> Selected passage:

**********

5. The rack according to claim 4, further comprising:
a fifth arm coupled to the first vertical member and a sixth arm coupled to the second vertical member, the fifth and sixth arms being substantially parallel and extending outward perpendicular to the vertical support surface; and
a first horizontal member and a second horizontal member extending across and coupled to the fifth and sixth arms, the first and second horizontal members being substantially parallel and spaced apart such that the first horizontal member is coupled to the fifth and sixth arms proximate the first and second vertical members and the second horizontal member is coupled to the fifth and sixth arms distal to the first and second vertical members, the first and second horizontal members having a sufficient length such that a portion of the first and second horizontal members extends laterally outward beyond the first vertical member such that the first and second horizontal members and the fifth arm collectively form a U-shaped recess.
6. The rack according to claim 5, further comprising:
a seventh arm coupled to the first vertical member and an eighth arm coupled to the second vertical member, the seventh and eighth arms being substantially parallel and extending outward perpendicular to the vertical support surface, a third plurality of slats extending across and coupled to the seventh and eighth arms in parallel relation to each other to form a third horizontal support surface.
7. The rack according to claim 4, further comprising:
a first plurality of braces extending at an angle between the first vertical member and each of the first and third arms, and a second plurality of braces extending at an angle between the second vertical member and each of the second and fourth arms, to provide further support and stability to the first, second, third and fourth arms.
8. The rack according to claim 4, wherein the first vertical member is provided with a first set of holes spaced along a length of the first vertical member and the second vertical member is provided with a second set of holes spaced along the length of the second vertical member, the first set of holes being vertically aligned with the second set of holes, the first set of holes providing a plurality of locations at which the first and third arms may be selectively coupled to the first vertical member, the second set of holes providing a plurality of locations at which the second and fourth arms may be selectively coupled to the second vertical member.
Description
FIELD OF THE INVENTION

This invention relates to a rack for storing a variety of sports equipment.

**********

> Goals:
1 > Please repeat the rack patent excerpt word for word, starting at "8. The rack" and ending at "second vertical member.".
2 > Decide whether each statement agrees with the rack patent excerpt, answering yes or no and quoting the words that settle it: (a) The seventh and eighth arms extend outward perpendicular to the vertical support surface. (b) The first set of holes is staggered relative to the second set of holes. (c) The invention concerns a rack for storing garden tools.
The items after this point come from a separate source.

> Raw records:
**********

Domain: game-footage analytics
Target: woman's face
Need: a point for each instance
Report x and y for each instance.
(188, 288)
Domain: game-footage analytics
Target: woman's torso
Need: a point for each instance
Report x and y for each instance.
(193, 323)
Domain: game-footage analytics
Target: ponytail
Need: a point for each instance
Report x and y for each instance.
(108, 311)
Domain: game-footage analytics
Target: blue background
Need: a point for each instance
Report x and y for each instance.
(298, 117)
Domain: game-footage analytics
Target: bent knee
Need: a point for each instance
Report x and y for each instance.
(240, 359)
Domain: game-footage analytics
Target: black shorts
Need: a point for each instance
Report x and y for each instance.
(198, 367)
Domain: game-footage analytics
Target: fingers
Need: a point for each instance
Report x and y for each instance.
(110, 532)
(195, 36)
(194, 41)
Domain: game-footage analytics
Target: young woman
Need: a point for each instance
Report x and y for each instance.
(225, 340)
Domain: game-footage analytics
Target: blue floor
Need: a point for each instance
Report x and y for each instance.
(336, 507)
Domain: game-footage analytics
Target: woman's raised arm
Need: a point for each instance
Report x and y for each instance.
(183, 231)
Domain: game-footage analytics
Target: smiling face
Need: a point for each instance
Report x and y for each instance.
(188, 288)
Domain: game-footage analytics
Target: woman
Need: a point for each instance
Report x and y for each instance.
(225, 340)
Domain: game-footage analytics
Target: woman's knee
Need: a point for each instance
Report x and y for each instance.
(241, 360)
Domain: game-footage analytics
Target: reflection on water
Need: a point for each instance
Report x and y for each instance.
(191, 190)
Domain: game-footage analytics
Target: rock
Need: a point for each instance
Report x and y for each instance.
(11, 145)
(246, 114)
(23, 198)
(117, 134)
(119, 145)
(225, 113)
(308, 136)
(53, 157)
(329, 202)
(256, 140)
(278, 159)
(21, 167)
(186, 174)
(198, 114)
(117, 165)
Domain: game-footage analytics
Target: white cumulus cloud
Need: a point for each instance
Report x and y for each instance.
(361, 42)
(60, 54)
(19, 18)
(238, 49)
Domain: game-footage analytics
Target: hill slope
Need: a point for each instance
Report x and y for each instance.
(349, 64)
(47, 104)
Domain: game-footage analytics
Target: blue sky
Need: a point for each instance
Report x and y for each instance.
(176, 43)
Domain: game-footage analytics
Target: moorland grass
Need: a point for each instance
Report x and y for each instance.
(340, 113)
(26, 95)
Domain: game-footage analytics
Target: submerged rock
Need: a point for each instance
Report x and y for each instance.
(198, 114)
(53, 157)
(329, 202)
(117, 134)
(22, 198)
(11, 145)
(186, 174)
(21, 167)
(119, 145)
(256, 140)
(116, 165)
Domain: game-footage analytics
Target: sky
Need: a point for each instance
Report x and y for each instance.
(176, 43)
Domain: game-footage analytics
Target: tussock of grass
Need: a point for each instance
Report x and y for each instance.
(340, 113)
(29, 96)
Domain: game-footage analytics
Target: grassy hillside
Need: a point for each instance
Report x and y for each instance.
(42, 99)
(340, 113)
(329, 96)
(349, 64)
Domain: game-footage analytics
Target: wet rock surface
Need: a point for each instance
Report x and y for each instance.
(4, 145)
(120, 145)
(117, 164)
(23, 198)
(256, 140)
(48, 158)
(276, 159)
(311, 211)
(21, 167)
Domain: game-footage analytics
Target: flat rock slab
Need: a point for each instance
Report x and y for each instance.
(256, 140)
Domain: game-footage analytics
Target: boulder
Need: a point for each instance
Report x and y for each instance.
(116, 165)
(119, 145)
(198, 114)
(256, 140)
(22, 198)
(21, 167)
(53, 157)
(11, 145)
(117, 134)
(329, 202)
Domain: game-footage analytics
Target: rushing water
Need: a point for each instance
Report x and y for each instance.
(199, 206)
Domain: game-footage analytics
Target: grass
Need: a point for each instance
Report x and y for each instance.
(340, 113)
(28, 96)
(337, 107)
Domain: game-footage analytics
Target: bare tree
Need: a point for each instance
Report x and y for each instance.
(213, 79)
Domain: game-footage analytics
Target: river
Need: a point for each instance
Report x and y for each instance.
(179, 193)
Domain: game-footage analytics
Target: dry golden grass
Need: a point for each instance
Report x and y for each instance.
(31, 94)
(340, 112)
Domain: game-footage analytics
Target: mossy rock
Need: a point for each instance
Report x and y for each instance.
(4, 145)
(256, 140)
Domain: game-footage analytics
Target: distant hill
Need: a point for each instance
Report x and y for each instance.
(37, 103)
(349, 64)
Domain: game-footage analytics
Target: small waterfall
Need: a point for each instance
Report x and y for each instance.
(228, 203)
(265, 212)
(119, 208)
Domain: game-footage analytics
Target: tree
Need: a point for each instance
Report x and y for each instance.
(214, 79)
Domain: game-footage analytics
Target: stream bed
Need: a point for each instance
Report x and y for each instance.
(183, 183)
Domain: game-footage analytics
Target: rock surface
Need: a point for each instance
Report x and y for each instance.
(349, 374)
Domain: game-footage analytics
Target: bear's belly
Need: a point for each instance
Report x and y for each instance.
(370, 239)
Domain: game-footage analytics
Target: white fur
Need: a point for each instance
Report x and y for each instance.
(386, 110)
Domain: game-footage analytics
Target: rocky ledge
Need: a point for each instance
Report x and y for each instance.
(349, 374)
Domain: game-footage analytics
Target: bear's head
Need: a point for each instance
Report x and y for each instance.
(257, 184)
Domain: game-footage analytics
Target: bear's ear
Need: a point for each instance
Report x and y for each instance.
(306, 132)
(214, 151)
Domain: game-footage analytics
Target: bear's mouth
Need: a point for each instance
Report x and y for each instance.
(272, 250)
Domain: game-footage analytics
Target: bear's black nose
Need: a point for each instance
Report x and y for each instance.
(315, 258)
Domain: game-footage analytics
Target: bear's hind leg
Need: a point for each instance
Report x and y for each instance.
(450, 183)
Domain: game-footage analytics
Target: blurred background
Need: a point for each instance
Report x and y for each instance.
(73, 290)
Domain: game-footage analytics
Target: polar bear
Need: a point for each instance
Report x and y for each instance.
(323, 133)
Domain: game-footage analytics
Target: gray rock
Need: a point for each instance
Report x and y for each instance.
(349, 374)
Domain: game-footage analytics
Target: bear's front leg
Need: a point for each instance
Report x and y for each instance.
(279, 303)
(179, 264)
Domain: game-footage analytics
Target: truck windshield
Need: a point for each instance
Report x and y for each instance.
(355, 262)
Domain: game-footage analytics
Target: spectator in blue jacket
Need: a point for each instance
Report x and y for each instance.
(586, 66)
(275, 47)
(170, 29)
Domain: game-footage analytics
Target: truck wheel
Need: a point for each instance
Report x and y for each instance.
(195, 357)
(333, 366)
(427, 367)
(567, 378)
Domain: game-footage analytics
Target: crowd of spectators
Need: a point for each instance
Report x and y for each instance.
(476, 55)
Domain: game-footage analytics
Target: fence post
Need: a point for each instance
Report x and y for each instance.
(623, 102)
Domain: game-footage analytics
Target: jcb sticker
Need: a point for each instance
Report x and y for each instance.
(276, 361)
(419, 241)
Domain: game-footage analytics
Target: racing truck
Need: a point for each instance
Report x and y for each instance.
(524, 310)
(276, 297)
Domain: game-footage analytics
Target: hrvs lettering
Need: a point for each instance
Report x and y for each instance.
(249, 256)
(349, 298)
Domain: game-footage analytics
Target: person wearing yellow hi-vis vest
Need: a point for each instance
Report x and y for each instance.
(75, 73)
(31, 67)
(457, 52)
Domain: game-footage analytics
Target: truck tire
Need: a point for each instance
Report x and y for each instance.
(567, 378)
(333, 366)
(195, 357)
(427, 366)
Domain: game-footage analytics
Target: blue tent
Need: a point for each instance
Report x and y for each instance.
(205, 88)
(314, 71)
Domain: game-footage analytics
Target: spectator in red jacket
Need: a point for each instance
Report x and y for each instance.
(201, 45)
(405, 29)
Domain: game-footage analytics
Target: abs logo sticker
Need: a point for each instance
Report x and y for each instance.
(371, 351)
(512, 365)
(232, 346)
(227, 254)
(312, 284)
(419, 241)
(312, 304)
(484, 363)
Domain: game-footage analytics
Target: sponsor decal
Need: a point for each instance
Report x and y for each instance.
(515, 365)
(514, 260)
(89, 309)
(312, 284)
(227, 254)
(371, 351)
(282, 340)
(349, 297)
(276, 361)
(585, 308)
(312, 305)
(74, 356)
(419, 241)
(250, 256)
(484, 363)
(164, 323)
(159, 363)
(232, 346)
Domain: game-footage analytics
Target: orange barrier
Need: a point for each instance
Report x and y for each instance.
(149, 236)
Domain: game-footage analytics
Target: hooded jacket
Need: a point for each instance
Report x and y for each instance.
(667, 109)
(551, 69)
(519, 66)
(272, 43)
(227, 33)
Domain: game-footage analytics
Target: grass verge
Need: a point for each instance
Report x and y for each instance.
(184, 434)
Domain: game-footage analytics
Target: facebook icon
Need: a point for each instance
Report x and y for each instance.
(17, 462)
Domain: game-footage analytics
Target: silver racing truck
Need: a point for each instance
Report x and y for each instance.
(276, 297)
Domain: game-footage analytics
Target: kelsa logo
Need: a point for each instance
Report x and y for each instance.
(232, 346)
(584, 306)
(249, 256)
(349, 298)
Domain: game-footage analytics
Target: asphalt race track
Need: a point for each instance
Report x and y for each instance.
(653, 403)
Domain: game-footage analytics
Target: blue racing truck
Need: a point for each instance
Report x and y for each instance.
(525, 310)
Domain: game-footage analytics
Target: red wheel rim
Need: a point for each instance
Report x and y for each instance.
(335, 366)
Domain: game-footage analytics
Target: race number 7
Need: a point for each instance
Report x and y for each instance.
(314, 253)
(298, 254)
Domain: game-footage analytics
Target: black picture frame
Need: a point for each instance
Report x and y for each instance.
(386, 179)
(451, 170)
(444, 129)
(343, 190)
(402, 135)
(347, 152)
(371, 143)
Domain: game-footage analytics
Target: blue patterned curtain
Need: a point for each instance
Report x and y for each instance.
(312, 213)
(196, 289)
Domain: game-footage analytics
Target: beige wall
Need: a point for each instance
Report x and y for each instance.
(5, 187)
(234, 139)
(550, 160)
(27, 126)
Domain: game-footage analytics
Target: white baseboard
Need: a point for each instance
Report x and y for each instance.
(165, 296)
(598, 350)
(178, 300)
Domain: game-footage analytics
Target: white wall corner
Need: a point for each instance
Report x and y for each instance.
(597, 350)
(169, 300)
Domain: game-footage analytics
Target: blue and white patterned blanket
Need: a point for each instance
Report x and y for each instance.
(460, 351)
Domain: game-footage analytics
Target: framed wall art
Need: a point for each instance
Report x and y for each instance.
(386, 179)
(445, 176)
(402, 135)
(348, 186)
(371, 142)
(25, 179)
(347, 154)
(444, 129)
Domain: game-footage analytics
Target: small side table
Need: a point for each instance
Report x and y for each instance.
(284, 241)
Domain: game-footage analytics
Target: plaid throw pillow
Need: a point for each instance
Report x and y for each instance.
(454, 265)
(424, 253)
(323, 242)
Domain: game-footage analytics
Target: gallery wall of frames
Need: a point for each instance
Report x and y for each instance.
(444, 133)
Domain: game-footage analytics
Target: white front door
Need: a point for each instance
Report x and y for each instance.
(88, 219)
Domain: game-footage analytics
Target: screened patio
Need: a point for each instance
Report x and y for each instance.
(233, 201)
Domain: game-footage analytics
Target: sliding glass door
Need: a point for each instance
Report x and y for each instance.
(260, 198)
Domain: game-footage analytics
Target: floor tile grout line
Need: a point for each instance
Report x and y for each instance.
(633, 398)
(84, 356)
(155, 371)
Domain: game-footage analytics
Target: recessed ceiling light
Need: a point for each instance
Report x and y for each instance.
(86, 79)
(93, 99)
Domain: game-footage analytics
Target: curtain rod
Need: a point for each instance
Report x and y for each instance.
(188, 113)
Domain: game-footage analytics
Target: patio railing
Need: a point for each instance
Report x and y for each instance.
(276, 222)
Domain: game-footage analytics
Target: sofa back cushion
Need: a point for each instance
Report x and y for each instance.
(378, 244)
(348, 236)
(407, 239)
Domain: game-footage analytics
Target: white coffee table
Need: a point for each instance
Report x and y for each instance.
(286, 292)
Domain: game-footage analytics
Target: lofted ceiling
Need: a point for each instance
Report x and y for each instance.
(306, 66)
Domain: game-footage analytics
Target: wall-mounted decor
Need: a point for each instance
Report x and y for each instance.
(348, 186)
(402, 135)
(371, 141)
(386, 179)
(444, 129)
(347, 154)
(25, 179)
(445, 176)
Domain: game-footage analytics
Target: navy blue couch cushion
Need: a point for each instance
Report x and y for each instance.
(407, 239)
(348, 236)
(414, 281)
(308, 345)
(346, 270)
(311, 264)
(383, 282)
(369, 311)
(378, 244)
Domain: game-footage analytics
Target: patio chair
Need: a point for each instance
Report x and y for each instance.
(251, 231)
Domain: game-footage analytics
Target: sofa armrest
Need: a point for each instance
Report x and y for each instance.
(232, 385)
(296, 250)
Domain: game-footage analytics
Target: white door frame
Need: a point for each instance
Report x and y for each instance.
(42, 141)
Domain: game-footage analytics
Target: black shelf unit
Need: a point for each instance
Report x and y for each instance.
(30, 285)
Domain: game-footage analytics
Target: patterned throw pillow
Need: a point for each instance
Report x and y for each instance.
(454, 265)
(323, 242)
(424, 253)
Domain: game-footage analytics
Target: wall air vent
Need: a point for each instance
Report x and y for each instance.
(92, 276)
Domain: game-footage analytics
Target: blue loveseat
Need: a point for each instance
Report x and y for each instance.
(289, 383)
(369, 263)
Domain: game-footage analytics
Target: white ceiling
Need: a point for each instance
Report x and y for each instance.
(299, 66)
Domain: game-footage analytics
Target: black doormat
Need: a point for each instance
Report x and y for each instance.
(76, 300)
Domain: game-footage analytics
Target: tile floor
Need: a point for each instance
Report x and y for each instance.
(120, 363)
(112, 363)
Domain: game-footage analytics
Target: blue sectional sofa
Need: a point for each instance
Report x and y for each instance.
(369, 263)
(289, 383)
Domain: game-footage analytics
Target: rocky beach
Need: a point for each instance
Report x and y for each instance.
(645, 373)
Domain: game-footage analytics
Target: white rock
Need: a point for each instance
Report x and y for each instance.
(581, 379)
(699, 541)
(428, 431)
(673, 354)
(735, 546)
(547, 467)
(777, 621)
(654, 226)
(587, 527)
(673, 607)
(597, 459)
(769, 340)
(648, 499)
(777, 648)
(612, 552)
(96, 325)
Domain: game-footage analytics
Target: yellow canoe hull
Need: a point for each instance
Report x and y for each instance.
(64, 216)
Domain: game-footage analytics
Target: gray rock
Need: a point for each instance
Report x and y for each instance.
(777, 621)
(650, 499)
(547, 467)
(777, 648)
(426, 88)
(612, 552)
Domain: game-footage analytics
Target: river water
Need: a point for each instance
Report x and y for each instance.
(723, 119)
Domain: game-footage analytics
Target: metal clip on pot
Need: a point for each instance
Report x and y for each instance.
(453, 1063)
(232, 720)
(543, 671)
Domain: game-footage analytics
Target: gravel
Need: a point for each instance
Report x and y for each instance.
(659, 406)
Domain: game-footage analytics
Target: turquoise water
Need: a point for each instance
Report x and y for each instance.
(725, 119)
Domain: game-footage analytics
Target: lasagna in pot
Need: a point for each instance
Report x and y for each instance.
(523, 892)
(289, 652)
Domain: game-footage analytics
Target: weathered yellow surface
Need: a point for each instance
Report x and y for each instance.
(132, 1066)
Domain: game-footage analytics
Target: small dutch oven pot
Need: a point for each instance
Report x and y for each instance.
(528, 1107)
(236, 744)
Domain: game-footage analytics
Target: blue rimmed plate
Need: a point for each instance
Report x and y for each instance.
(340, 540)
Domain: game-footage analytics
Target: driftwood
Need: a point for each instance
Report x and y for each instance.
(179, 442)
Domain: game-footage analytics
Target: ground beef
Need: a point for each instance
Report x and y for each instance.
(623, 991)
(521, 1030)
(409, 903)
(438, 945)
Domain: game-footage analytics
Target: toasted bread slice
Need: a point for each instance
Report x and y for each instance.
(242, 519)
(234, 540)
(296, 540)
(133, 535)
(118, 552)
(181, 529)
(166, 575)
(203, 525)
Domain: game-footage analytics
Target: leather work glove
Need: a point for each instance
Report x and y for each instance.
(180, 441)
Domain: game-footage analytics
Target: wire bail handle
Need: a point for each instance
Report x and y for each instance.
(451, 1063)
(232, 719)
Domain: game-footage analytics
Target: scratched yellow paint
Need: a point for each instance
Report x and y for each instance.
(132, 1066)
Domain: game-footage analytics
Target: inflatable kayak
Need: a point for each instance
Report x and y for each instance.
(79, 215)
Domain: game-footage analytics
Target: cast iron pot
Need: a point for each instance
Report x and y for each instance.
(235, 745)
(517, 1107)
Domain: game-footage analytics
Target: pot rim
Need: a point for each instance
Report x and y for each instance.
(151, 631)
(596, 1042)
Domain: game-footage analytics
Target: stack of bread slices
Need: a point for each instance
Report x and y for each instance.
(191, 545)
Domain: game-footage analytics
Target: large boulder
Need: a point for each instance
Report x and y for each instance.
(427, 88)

**********

> Responses:
1 >
8. The rack according to claim 4, wherein the first vertical member is provided with a first set of holes spaced along a length of the first vertical member and the second vertical member is provided with a second set of holes spaced along the length of the second vertical member, the first set of holes being vertically aligned with the second set of holes, the first set of holes providing a plurality of locations at which the first and third arms may be selectively coupled to the first vertical member, the second set of holes providing a plurality of locations at which the second and fourth arms may be selectively coupled to the second vertical member.

2 >
(a) Yes: "the seventh and eighth arms being substantially parallel and extending outward perpendicular to the vertical support surface"
(b) No: "the first set of holes being vertically aligned with the second set of holes"
(c) No: "This invention relates to a rack for storing a variety of sports equipment."